== Exercise goal ==
Look through the data below and show every line that includes "picture".

== Data to examine ==
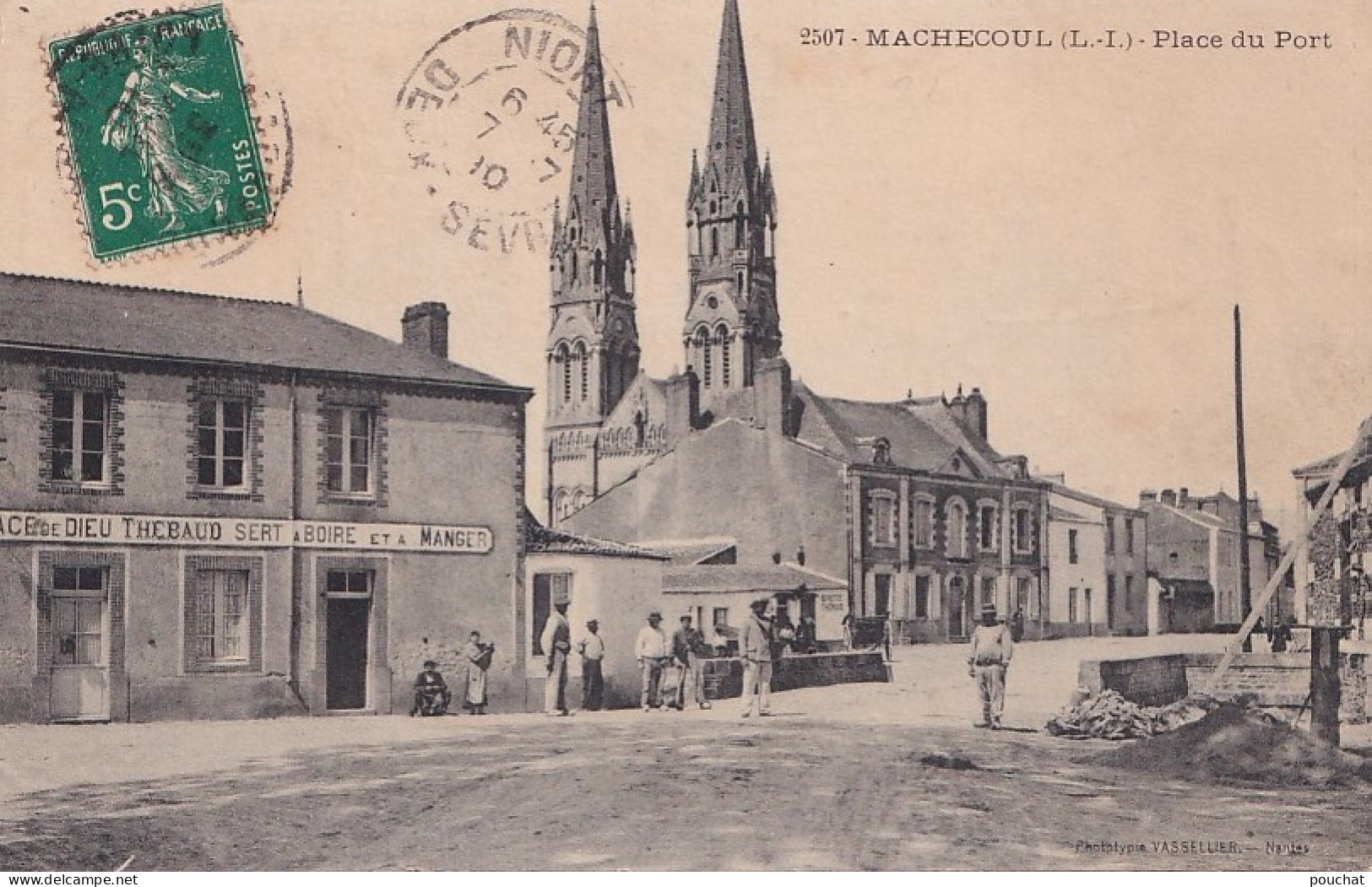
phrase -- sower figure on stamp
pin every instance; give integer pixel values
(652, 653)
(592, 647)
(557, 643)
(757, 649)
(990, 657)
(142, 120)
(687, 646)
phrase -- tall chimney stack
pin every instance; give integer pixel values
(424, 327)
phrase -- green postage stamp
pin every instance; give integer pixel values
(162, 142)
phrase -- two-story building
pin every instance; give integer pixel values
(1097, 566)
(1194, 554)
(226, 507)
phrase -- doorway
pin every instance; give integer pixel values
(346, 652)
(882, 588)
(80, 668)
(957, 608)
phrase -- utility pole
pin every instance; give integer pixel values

==

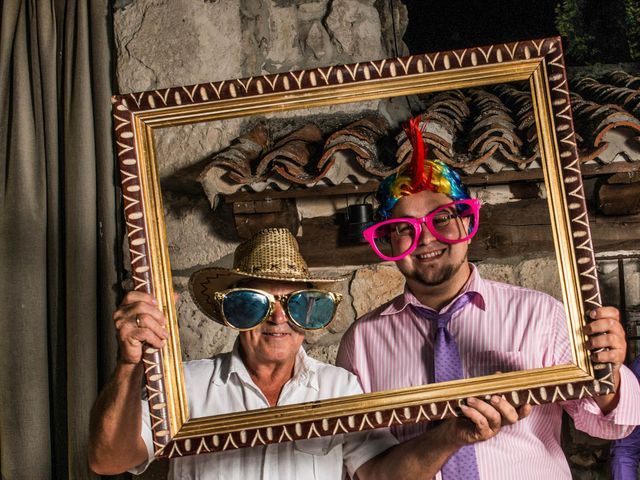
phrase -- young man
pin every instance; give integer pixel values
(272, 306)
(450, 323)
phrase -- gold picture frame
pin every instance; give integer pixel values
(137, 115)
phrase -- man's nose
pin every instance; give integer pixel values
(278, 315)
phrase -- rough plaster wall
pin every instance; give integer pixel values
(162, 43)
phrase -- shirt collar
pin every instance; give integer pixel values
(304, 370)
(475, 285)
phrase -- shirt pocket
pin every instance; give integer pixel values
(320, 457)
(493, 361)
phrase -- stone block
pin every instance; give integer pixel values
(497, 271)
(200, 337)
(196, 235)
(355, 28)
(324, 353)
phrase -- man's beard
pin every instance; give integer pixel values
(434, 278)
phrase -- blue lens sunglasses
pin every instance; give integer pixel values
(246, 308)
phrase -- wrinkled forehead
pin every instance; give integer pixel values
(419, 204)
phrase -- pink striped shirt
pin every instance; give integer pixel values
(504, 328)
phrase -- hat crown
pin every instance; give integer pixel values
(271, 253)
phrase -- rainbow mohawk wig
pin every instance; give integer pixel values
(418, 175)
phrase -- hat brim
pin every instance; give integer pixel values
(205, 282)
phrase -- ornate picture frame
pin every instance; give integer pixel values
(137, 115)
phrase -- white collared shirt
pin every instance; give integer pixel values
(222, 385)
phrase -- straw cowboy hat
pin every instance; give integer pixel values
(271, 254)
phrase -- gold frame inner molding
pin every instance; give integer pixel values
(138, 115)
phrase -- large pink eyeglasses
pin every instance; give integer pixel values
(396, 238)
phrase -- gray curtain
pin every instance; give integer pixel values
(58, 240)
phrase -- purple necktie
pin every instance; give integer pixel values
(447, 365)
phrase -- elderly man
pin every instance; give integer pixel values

== Problem solution ==
phrase -- gold picture frame
phrase -- ornate picture frame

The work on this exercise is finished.